Set problem = Duplicate every entry below line for line, without altering anything.

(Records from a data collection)
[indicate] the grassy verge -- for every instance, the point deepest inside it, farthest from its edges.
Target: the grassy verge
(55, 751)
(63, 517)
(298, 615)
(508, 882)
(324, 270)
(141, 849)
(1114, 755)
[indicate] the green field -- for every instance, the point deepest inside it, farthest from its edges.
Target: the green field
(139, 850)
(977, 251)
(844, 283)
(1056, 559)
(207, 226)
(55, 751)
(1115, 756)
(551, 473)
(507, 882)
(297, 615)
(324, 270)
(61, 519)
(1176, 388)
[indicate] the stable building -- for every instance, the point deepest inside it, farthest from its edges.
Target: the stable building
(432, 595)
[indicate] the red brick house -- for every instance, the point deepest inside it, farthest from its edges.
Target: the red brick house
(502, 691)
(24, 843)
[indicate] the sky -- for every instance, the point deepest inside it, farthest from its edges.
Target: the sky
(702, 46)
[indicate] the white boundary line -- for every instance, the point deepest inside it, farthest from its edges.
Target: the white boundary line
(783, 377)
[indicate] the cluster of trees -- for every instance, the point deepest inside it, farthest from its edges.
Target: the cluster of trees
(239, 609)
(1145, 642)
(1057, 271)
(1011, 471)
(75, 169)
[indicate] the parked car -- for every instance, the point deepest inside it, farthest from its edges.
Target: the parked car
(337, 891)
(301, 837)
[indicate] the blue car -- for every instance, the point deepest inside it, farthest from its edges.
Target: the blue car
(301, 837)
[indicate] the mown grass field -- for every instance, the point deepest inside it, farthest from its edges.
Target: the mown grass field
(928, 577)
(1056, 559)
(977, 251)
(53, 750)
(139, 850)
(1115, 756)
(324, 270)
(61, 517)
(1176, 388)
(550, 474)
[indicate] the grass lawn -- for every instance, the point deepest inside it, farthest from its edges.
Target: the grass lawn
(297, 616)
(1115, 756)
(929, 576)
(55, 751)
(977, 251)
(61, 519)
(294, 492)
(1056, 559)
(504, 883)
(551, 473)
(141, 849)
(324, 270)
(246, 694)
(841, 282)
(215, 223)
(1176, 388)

The response =
[indicate] the grassy verge -- for every instance, the point deepest inside it, farthest from its edges.
Target: the grassy verge
(55, 751)
(63, 517)
(298, 615)
(508, 882)
(324, 270)
(141, 849)
(1114, 755)
[indicate] the green field -- for every instance, the point deepest inside it, farthest from its edges.
Target: the green field
(139, 850)
(977, 251)
(844, 283)
(1056, 559)
(207, 226)
(55, 751)
(1115, 756)
(551, 473)
(507, 882)
(297, 615)
(324, 270)
(61, 519)
(1176, 388)
[indicate] the stable building -- for every instance, the point deepest inside it, farthest from its edges.
Target: the stable building
(432, 595)
[indicate] the red brick house -- for every instance, the point deepest inside it, farthest from its edges.
Target: the red brick house
(502, 691)
(24, 843)
[indicate] the sky -- for every instance, the point deepest inside it, farthest from its edges.
Target: the sky
(702, 46)
[indicate] the white boundary line -- for every instance, the point deepest inside it, farthest from its edges.
Target: the white boundary line
(783, 377)
[indicate] the cluster of trees -- for every instance, the point deepest inside it, farthest from its edges.
Target: the cluster of trees
(239, 609)
(1145, 642)
(1057, 271)
(1011, 471)
(75, 169)
[indicate] the parked car -- for every instance, the point deepest inside it, farthest from its edges.
Target: the parked car
(337, 891)
(301, 837)
[indicate] the blue car -- for every instance, the point deepest inside it, farthest from its edges.
Target: the blue car
(301, 837)
[indicate] the mown grass field -- for every instance, the point deepest inside it, farthest from its edges.
Target: the mown grass field
(928, 577)
(1056, 559)
(977, 251)
(53, 750)
(139, 850)
(1115, 756)
(324, 270)
(61, 517)
(1176, 388)
(550, 474)
[indicate] the grass lawn -- for every instance, the point deepest inside it, farthest from its edges.
Target: the grass lawn
(297, 616)
(1115, 756)
(929, 576)
(55, 751)
(977, 251)
(61, 519)
(294, 492)
(1056, 559)
(504, 883)
(551, 473)
(141, 849)
(324, 270)
(246, 694)
(841, 282)
(215, 223)
(1176, 388)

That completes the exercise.